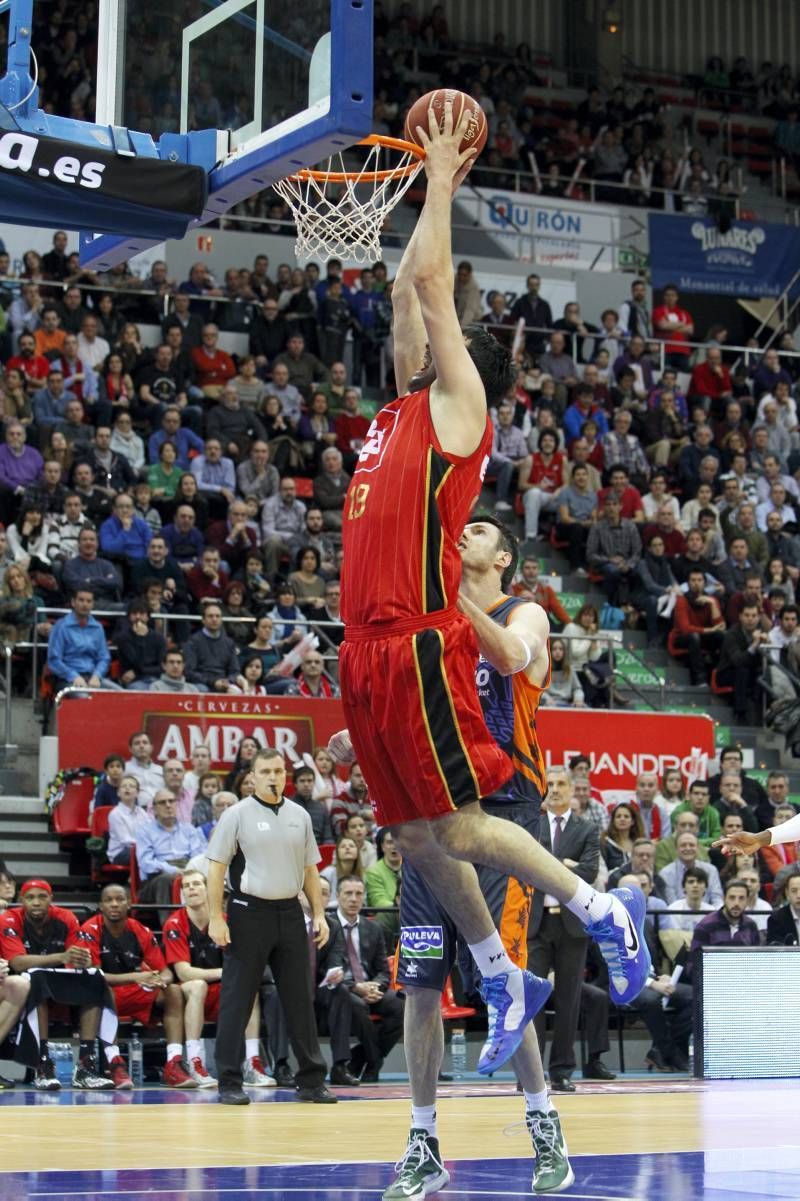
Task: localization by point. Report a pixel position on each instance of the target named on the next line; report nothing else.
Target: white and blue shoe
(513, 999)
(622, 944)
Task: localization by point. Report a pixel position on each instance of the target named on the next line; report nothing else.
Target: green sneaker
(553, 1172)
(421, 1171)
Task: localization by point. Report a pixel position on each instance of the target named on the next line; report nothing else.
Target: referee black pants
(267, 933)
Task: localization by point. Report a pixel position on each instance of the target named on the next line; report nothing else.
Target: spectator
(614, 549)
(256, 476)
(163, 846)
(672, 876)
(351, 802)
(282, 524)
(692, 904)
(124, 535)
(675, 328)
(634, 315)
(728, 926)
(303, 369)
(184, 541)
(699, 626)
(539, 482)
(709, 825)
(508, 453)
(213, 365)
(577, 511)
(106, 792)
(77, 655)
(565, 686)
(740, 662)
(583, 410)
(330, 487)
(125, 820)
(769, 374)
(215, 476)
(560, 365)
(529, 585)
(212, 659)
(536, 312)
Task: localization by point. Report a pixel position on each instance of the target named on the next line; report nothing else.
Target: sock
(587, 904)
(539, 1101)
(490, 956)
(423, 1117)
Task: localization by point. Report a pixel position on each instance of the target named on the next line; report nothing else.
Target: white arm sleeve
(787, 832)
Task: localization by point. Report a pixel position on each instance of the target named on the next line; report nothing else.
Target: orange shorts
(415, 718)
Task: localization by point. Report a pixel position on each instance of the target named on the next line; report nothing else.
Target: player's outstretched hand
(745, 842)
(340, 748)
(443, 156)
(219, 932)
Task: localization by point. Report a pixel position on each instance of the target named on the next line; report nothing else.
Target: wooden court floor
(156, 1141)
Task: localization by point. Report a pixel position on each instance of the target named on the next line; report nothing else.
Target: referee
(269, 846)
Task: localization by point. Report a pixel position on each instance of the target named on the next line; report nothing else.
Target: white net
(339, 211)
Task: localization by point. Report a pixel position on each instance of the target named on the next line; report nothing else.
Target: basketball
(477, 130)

----------------------------------------

## What is asked
Gather every line of the material above that contains the word "white" and copy each one in full.

## Complete response
Target: white and blue shoe
Target: white arm sleeve
Target: white net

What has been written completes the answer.